**Required work**
Which of the lines below holds the string "cleat"? Copy every line that does.

============================================================

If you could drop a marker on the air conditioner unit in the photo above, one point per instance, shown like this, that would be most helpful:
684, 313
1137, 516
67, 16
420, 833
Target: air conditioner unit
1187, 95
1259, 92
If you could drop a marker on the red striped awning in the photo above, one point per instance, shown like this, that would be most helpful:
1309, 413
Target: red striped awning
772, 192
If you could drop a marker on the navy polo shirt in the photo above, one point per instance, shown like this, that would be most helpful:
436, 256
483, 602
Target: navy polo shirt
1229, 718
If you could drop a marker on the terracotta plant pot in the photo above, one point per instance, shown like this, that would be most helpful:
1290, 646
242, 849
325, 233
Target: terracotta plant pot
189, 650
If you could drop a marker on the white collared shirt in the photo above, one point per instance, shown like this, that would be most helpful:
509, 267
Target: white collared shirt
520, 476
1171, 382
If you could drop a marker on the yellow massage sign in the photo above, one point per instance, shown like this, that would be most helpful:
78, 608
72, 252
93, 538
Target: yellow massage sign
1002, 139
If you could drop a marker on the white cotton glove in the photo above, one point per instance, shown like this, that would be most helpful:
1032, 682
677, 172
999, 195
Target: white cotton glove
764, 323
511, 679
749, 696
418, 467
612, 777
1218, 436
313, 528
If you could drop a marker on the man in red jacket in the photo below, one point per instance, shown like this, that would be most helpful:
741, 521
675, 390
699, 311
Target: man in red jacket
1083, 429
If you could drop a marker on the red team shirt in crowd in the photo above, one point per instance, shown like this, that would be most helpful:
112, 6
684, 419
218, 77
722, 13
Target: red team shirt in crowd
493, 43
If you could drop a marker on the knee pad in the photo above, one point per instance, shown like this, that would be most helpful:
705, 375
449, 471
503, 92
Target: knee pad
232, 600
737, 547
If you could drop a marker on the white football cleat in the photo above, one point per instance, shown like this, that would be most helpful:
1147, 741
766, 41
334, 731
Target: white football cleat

============================================================

**Output of the task**
If you could drop a marker on the white football cleat in the photo above, one point per instance, shown like this, that would be most helpful:
Target: white football cleat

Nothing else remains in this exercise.